_Problem to work on_
List every line below containing "outline".

++++++++++

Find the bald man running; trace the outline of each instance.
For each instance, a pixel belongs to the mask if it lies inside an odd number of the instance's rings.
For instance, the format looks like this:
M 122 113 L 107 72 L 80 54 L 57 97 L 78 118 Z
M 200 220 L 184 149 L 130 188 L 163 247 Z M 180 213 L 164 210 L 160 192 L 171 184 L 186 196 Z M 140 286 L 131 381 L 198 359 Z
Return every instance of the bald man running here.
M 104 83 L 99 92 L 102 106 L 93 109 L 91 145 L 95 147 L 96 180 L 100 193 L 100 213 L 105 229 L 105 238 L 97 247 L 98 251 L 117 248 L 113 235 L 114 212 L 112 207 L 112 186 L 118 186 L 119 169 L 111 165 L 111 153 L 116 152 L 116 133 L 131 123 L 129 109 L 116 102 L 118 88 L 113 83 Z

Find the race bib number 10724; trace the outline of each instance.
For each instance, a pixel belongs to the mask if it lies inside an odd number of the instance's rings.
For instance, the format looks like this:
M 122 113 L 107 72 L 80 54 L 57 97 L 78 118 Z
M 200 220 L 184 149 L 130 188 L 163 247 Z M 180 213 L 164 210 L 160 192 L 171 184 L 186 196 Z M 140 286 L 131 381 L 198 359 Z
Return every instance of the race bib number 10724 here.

++++++++++

_Finished task_
Find the bald man running; trace the outline of each instance.
Find the race bib number 10724; trace the outline of each instance.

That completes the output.